Exercise data:
>>>

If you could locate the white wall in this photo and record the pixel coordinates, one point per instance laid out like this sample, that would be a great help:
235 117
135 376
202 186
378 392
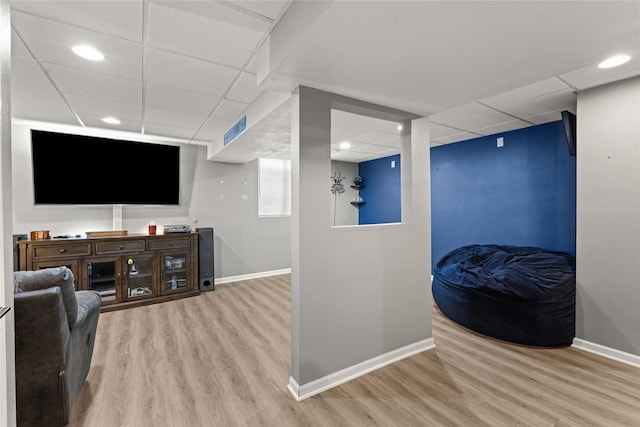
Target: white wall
358 293
342 211
218 195
608 216
7 336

<<<

Your instructions:
Can you set down every line of the listing above word for word, leaving the pictures out?

Full response:
If you could locate the white wall in this photo and record the pixel coordinates, one point per instance laid out like this sample, that would be a great help:
235 117
135 376
202 186
378 392
Target: white wall
358 293
342 211
218 195
608 216
7 336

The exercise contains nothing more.